• _Extract_:
=====

Daughter of Pussy Riot member visits mother in prison

Petr Verzilov, the husband of Pussy Riot's Nadezhda Tolokonnikova, playing with his daughter. Source: RIA Novosti / Vladimir Telegin

Petr Verzilov, the husband of Pussy Riot's Nadezhda Tolokonnikova, playing with his daughter. Source: RIA Novosti / Vladimir Telegin

One year since Pussy Riot member Nadezhda Tolokonnikova's arrest, a Radio Liberty journalist traveled with the prisoner’s relatives to meet her in the prison camp in Mordovia.

It has been a year since Nadezhda Tolokonnikova, a member of the punk group Pussy Riot, was arrested. Radio Liberty journalist Masha Gessen traveled with the prisoner’s husband, father and daughter for a meeting in the prison camp in Mordovia, where Tolokonnikova is serving out her sentence.

At nine o’clock in the morning, in the back yard of a housewares shop in Zubovaya Polyana, Pyotr Verzilov is loading some enormous suitcases into the trunk of my car. On the second floor of the shop is a hotel where we all – Verzilov, his four-year-old daughter Gera, his father-in-law Andrei Tolokonnikov, and myself – spent the night…

First I move the car away from the shop’s door, so that Verzilov has to walk a short way with the bags — and so that German television can film him doing it. “That’s the sixth time I’ve done this comedy routine with the luggage for the camera,” says Verzilov.

The German journalists try to interview Gera. She purses her lips and answers with nods: yes, I miss her; yes, I would like to visit mommy more often. When asked where we’re about to go, she finally answers in words: “We’re going to see Nadya.”

=====

• _Extracted information_:
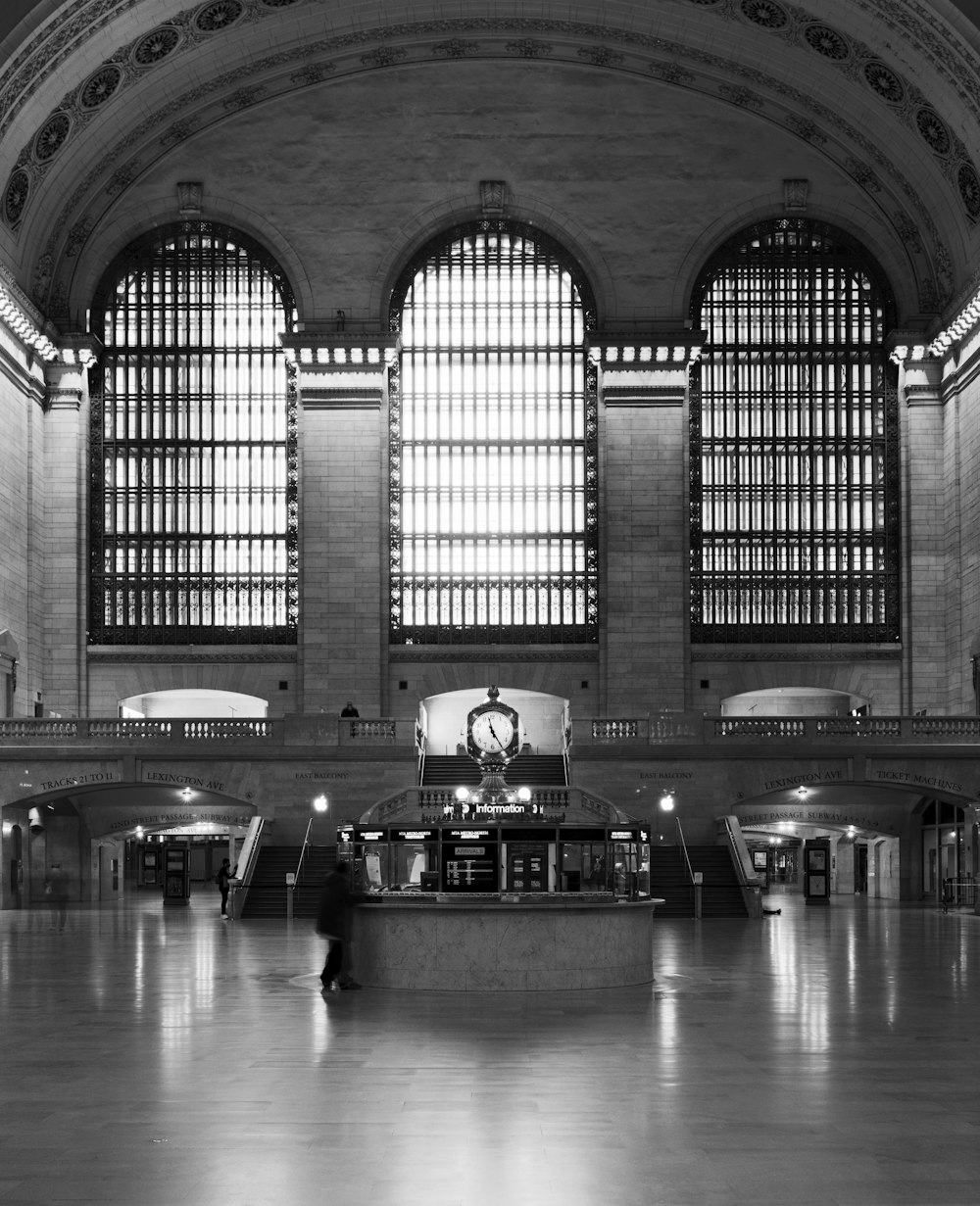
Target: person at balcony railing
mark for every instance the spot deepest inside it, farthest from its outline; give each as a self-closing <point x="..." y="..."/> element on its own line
<point x="56" y="892"/>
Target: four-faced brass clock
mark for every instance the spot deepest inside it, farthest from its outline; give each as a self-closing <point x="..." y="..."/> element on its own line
<point x="493" y="731"/>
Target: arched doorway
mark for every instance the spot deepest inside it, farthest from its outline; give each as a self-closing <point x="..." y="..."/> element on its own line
<point x="192" y="702"/>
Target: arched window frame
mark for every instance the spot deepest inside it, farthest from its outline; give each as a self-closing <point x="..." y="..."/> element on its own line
<point x="794" y="487"/>
<point x="557" y="604"/>
<point x="170" y="460"/>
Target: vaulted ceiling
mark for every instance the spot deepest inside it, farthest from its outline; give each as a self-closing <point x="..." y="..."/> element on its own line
<point x="340" y="134"/>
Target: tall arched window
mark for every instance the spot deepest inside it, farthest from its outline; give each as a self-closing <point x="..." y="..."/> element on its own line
<point x="193" y="445"/>
<point x="493" y="444"/>
<point x="794" y="443"/>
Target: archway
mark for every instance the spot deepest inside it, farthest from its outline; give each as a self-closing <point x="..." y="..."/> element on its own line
<point x="192" y="702"/>
<point x="793" y="700"/>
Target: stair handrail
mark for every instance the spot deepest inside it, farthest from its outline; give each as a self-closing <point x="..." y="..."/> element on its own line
<point x="240" y="884"/>
<point x="683" y="845"/>
<point x="303" y="850"/>
<point x="749" y="881"/>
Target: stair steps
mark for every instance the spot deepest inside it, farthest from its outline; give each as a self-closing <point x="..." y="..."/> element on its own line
<point x="267" y="896"/>
<point x="720" y="893"/>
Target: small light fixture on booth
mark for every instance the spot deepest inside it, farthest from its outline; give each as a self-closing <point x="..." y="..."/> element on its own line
<point x="666" y="803"/>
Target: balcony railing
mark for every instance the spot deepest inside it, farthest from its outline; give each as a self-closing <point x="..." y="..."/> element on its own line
<point x="676" y="729"/>
<point x="624" y="732"/>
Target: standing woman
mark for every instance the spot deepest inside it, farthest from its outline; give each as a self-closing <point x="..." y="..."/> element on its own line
<point x="223" y="881"/>
<point x="333" y="924"/>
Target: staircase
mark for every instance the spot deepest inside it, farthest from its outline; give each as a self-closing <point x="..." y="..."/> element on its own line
<point x="458" y="769"/>
<point x="266" y="897"/>
<point x="668" y="880"/>
<point x="720" y="893"/>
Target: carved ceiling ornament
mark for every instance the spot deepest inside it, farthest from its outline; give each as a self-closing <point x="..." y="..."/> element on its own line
<point x="566" y="41"/>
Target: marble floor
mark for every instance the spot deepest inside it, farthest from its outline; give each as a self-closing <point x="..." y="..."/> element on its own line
<point x="161" y="1056"/>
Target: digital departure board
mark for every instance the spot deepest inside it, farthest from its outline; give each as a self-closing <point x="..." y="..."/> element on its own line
<point x="470" y="866"/>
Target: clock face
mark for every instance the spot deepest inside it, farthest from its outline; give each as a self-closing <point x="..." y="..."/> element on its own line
<point x="493" y="732"/>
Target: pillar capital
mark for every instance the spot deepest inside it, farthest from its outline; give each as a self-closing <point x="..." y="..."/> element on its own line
<point x="646" y="366"/>
<point x="339" y="369"/>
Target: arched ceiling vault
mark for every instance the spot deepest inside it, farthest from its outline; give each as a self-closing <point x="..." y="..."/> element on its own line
<point x="105" y="105"/>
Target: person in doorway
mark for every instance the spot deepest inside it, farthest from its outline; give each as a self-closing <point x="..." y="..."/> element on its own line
<point x="333" y="923"/>
<point x="56" y="891"/>
<point x="223" y="881"/>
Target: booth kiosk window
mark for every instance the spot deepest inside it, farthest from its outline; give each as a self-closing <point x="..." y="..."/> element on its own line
<point x="816" y="871"/>
<point x="469" y="860"/>
<point x="415" y="860"/>
<point x="366" y="849"/>
<point x="527" y="854"/>
<point x="629" y="862"/>
<point x="583" y="859"/>
<point x="525" y="859"/>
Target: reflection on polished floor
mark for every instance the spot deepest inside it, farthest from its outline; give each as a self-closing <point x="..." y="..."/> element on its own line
<point x="161" y="1056"/>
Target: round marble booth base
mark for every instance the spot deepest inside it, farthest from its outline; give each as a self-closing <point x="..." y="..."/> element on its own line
<point x="491" y="944"/>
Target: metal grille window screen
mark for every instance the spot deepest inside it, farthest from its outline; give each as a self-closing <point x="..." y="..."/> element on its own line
<point x="193" y="447"/>
<point x="493" y="447"/>
<point x="794" y="444"/>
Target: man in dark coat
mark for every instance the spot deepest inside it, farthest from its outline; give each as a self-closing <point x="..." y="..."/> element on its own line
<point x="333" y="923"/>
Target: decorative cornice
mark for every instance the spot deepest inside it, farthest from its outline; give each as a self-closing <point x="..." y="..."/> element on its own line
<point x="644" y="396"/>
<point x="646" y="350"/>
<point x="776" y="99"/>
<point x="139" y="657"/>
<point x="397" y="653"/>
<point x="339" y="400"/>
<point x="351" y="353"/>
<point x="856" y="655"/>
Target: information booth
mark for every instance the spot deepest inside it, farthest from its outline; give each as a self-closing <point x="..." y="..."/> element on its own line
<point x="176" y="873"/>
<point x="413" y="859"/>
<point x="541" y="859"/>
<point x="500" y="906"/>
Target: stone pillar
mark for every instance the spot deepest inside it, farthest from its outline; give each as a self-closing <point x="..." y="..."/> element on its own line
<point x="931" y="599"/>
<point x="343" y="503"/>
<point x="64" y="585"/>
<point x="644" y="500"/>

=====

• _Required work_:
**1)** In the article about the Pussy Riot prison visit, rewrite everything from "One year since" down to "out her sentence.", swapping "prison camp" for "penal colony".
**2)** Name each relative of Nadezhda Tolokonnikova who is mentioned in the article, with that person's relation to her.
The rows are separate material, unrelated to the article.

• _Per-task answers_:
**1)**
One year since Pussy Riot member Nadezhda Tolokonnikova's arrest, a Radio Liberty journalist traveled with the prisoner’s relatives to meet her in the penal colony in Mordovia.

It has been a year since Nadezhda Tolokonnikova, a member of the punk group Pussy Riot, was arrested. Radio Liberty journalist Masha Gessen traveled with the prisoner’s husband, father and daughter for a meeting in the penal colony in Mordovia, where Tolokonnikova is serving out her sentence.

**2)**
- Petr (Pyotr) Verzilov, her husband
- Gera, her daughter
- Andrei Tolokonnikov, her father